Page excerpt:
## Start
Infighting can be rooted in competition for leadership roles or disagreements about identity, morality, goals, and tactical decisions (Ghaziani and Kretschmer, 2018; Hurwitz and Crossley, 2018; Suttmoeller et al., 2015), ranging from simple ideological differences to moderate or severe polarization (Orian Harel et al., 2020). Relational aspects of a movement’s development are key to understanding radicalization as not only interactions with opponents but also competitive dynamics within the group can determine political violence (Della Porta, 2013). Further, infighting can arise when members of a group “criticize or even attack” others for being “misinformed, complacent, or have become corrupted by contact with an out-group” (Berger, 2021: 23). Thus, infighting constitutes a crucial aspect of group interactions and brings to the fore ideological divergences, “while simultaneously debating the identity contours of the group” (Ghaziani and Fine, 2008: 53; Tan and Snow, 2015).
Narratives are key to understanding infighting. Narratives are not simply stories but rather cultural products of constant social interactions that lead to re-evaluations of how the world is perceived (Archetti, 2017). Narratives connect people through shared symbols and stories that impact collective identities and act as interpretive mechanisms for people to understand socio-political phenomena and portray who they are to others and to themselves (Marcks and Pawelz, 2022), thereby “forming a whole that is greater than the sum of its parts” (Halverson et al., 2011: 1). Narratives link previous and current experiences with expectations about the future, contributing to a sense of community and demarcating the group as different (Polletta, 1998).
One powerful form of narrative are conspiracy myths. Based on distorted versions of reality (Kerodal et al., 2016), conspiracy myths are “suspicions that a number of actors join together in secret agreement, and try to achieve a hidden goal, which is perceived as unlawful or malevolent” (Van Prooijen et al., 2015: 571). Doing so, they describe grievances via a set of simplistic explanations, compensating for uncertainty and powerlessness (Swami and Furnham, 2014), narratively centering social actors. Similarly, Baele (2019: 711) defines a conspiratorial narrative as a “story which integrates, in a single teleological explanation for the alleged suffering of a given social group, a large range of events from past and present that are allegedly hidden and provoked by various nefarious archetypal actors.” These insights are not unique to the far right and are applicable to cases from jihadist terrorist to communist parties, from infighting within the Nazi party to civil rights movements. And yet, we show here how the infighting is rooted most specifically in mechanisms of group identification.
## End
The tasks:
A - List every citation in the passage on infighting that gives a page number along with the year.
B - Translate this sentence from the passage on infighting into Spanish: "Narratives are key to understanding infighting."
Rely only on the passage on infighting.

Dataset entries:
## Start
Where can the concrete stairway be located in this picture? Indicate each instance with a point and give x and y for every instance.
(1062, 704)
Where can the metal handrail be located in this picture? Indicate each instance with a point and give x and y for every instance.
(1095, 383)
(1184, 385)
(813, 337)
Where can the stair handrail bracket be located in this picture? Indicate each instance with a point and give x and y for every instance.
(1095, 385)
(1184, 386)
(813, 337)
## End
The solutions:
A -
- Berger, 2021: 23
- Ghaziani and Fine, 2008: 53
- Halverson et al., 2011: 1
- Van Prooijen et al., 2015: 571
- Baele, 2019: 711

B - Las narrativas son clave para comprender las luchas internas.